EXERCISE REQUIREMENTS. Once the line containing "Target: coastline" is found in the entries below, restate it and each following line word for word, stopping after the line containing "point(30, 171)".

SUPPLIED RECORDS.
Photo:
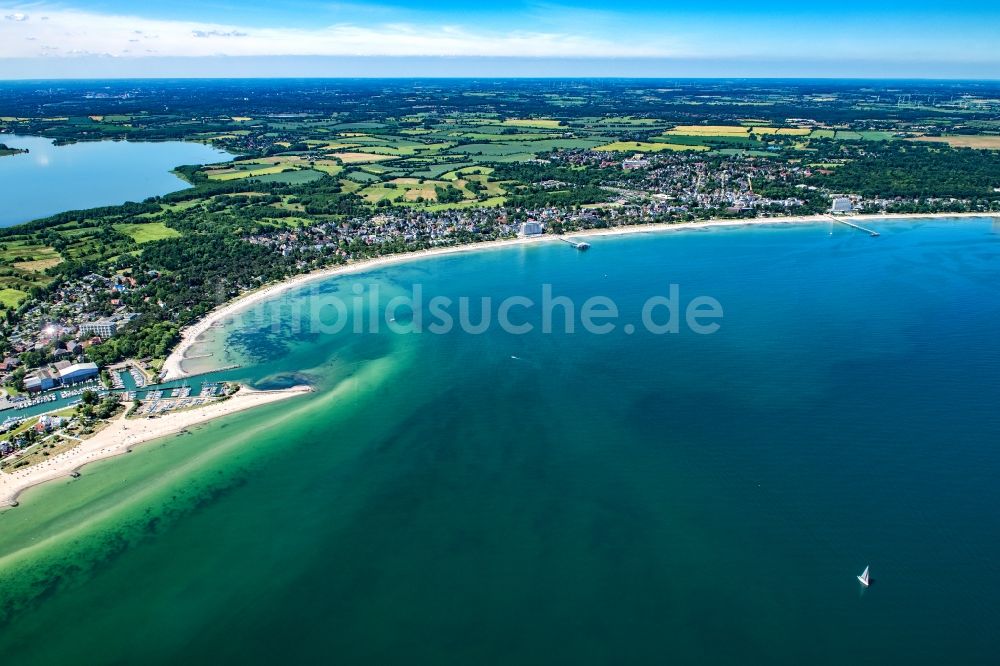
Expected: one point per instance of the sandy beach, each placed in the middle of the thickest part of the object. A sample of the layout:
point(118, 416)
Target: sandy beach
point(172, 367)
point(124, 433)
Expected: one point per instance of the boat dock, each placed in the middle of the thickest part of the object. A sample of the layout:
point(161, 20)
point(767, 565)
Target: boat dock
point(580, 245)
point(854, 226)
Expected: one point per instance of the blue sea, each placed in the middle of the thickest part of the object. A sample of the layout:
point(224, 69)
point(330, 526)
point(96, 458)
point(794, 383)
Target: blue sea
point(564, 498)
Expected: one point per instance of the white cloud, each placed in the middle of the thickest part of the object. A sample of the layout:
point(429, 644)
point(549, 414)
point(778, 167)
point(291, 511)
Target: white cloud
point(77, 31)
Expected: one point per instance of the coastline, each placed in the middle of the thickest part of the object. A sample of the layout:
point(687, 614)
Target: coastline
point(172, 367)
point(123, 433)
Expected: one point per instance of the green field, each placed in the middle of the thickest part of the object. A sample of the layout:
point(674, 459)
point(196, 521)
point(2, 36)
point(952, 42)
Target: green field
point(147, 233)
point(11, 298)
point(645, 147)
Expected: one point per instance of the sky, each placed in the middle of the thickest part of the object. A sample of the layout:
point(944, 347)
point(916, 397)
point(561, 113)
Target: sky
point(190, 38)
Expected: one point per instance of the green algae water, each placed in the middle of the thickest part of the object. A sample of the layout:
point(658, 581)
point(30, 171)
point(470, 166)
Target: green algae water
point(565, 498)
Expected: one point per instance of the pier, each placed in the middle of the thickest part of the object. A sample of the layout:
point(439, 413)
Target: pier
point(870, 232)
point(580, 245)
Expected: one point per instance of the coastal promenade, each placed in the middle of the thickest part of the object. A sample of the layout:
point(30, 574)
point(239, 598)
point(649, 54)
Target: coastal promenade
point(123, 433)
point(173, 366)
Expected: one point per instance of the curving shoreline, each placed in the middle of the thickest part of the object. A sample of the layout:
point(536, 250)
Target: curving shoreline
point(123, 433)
point(173, 365)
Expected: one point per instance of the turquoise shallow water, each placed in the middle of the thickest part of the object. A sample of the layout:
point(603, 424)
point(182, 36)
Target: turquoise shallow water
point(49, 179)
point(597, 499)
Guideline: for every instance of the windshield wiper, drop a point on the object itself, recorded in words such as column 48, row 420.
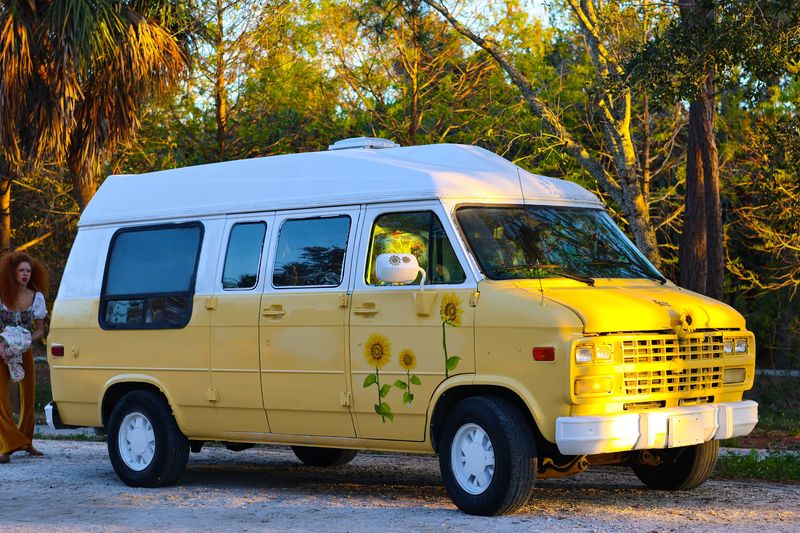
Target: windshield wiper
column 563, row 272
column 637, row 269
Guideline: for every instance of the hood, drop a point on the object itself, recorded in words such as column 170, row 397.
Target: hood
column 640, row 307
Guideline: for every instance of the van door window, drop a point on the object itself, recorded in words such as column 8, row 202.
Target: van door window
column 311, row 252
column 419, row 233
column 243, row 256
column 150, row 274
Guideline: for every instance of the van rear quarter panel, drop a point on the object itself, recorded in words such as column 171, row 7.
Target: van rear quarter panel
column 175, row 360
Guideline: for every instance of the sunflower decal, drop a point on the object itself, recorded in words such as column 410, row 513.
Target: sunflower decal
column 377, row 350
column 450, row 311
column 408, row 362
column 378, row 353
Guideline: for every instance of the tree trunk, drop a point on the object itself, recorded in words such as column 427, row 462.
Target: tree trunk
column 220, row 87
column 701, row 255
column 5, row 211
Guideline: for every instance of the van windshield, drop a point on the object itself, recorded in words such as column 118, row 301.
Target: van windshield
column 528, row 242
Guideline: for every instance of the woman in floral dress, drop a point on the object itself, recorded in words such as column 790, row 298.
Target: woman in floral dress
column 23, row 285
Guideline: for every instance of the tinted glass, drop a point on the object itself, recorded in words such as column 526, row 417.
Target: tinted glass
column 149, row 280
column 541, row 241
column 311, row 252
column 419, row 233
column 153, row 261
column 243, row 255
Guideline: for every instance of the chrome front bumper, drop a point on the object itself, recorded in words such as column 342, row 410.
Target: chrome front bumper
column 657, row 428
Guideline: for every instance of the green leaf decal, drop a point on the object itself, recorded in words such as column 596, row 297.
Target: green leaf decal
column 384, row 410
column 452, row 363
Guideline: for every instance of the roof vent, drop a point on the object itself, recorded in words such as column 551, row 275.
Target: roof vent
column 363, row 142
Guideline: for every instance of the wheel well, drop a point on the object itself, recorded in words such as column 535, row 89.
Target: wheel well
column 449, row 399
column 118, row 390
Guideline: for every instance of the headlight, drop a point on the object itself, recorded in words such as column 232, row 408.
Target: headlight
column 598, row 385
column 583, row 354
column 604, row 353
column 727, row 346
column 734, row 375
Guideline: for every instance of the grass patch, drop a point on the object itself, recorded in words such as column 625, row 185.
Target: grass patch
column 774, row 466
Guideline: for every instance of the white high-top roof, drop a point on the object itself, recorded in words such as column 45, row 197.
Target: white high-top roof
column 316, row 179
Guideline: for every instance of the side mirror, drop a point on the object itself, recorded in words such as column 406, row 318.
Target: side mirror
column 398, row 268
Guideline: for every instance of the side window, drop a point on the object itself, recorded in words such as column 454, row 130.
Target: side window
column 243, row 256
column 419, row 233
column 311, row 252
column 150, row 275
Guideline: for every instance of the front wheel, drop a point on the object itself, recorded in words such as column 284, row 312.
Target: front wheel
column 680, row 468
column 145, row 445
column 487, row 456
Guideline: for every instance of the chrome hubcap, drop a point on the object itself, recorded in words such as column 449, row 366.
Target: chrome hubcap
column 472, row 458
column 137, row 441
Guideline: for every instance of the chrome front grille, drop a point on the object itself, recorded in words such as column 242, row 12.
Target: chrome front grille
column 664, row 364
column 663, row 348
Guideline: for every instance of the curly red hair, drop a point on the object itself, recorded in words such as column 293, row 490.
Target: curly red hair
column 9, row 289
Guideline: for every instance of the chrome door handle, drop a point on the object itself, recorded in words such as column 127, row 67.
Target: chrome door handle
column 275, row 311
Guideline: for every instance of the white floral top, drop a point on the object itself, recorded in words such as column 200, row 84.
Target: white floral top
column 36, row 311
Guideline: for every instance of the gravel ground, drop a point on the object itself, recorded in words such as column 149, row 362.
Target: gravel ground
column 266, row 489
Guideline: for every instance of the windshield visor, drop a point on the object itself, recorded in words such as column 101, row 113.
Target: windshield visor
column 530, row 242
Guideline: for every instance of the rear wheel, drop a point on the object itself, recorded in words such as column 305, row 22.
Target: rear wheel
column 487, row 456
column 324, row 456
column 681, row 468
column 145, row 445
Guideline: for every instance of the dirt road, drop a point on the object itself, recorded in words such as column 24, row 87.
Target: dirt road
column 74, row 488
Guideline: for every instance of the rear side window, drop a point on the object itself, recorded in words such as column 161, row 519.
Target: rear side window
column 311, row 252
column 243, row 256
column 150, row 275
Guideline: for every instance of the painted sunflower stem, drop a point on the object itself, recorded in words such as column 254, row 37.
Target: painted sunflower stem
column 378, row 380
column 444, row 346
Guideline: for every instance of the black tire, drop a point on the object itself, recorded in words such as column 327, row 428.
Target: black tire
column 510, row 480
column 324, row 456
column 154, row 452
column 682, row 468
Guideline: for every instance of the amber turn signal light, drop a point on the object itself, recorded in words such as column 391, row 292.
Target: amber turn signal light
column 544, row 353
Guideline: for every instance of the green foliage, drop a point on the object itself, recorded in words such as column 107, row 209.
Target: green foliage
column 774, row 466
column 452, row 363
column 384, row 410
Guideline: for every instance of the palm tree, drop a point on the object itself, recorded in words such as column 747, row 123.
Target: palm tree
column 74, row 76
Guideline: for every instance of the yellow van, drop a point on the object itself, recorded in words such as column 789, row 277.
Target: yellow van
column 427, row 299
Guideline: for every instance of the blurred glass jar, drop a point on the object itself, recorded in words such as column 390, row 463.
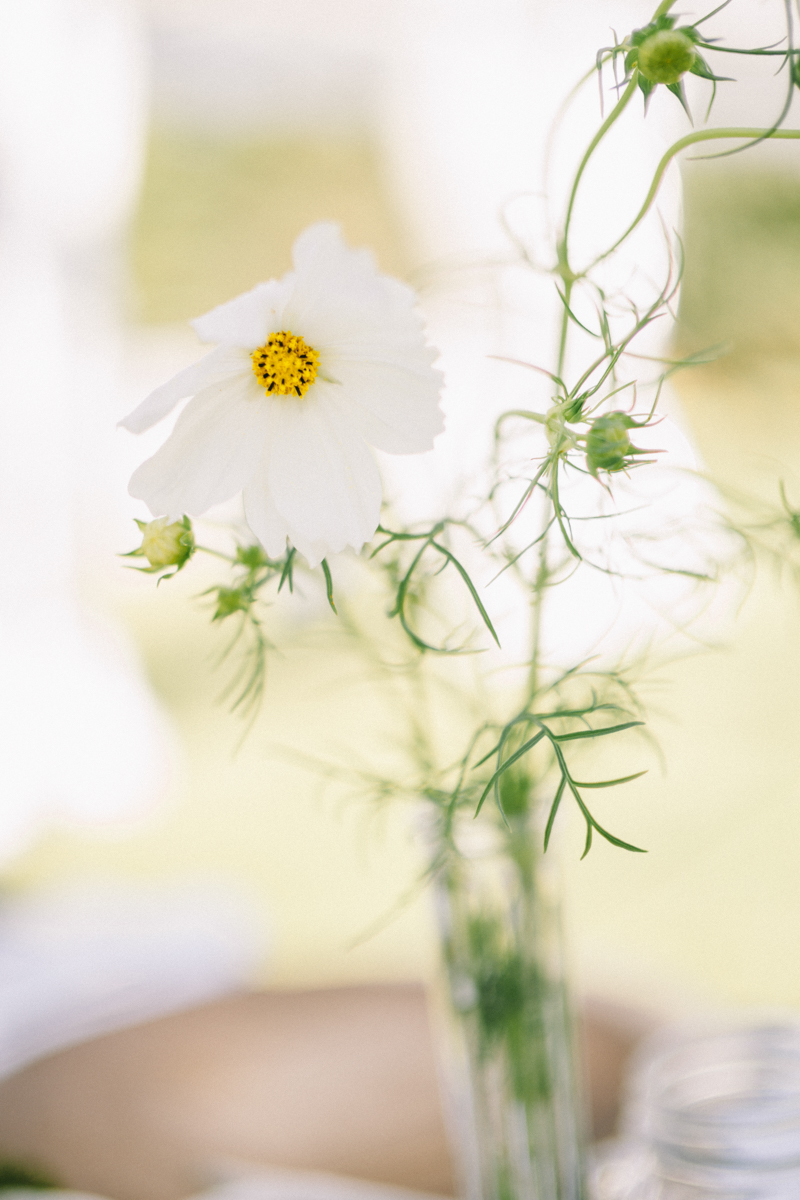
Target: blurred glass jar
column 710, row 1114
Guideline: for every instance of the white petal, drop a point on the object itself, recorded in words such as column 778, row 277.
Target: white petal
column 210, row 455
column 395, row 406
column 248, row 319
column 263, row 517
column 322, row 478
column 338, row 299
column 222, row 364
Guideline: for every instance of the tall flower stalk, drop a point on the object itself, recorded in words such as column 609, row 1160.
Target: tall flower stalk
column 305, row 379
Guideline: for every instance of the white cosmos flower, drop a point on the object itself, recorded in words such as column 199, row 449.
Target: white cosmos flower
column 310, row 372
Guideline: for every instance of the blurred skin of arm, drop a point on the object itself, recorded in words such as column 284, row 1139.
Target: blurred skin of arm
column 338, row 1080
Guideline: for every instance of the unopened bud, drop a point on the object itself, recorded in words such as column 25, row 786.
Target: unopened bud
column 167, row 545
column 666, row 55
column 608, row 445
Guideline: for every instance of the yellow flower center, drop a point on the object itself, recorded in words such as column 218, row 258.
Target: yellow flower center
column 284, row 365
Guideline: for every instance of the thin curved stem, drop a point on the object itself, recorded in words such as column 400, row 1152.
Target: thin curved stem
column 675, row 149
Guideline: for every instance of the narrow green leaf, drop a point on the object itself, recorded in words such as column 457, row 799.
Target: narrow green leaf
column 329, row 583
column 554, row 808
column 595, row 733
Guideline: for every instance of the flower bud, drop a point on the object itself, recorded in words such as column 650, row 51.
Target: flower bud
column 167, row 545
column 666, row 55
column 608, row 444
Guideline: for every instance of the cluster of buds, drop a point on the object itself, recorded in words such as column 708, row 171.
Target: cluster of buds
column 663, row 54
column 164, row 544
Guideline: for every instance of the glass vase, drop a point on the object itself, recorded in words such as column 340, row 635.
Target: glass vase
column 510, row 1068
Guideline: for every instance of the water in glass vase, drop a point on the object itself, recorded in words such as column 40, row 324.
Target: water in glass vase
column 510, row 1071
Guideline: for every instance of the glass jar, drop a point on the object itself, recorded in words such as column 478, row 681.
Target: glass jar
column 710, row 1114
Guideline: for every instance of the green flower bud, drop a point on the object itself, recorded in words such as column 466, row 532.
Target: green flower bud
column 666, row 57
column 166, row 545
column 608, row 445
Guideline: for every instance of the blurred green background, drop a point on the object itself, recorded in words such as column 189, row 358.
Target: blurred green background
column 711, row 913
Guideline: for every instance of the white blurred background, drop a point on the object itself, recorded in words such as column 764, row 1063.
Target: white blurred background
column 158, row 157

FINISHED TASK.
Target: coastline
point(172, 367)
point(123, 433)
Expected: one point per instance of the green field, each placed in the middle of the thickest part of the object. A sample of the layout:
point(674, 459)
point(196, 521)
point(2, 36)
point(952, 42)
Target: green field
point(147, 233)
point(11, 298)
point(645, 147)
Expected: one point per instance of the sky, each placed in the middle of the thickest part of the object. A sample of the layout:
point(944, 347)
point(916, 397)
point(561, 113)
Target: sky
point(190, 38)
Expected: one point per instance of the green algae water, each placed in the middle of the thickest part of the object. A sample of the layout:
point(658, 581)
point(30, 171)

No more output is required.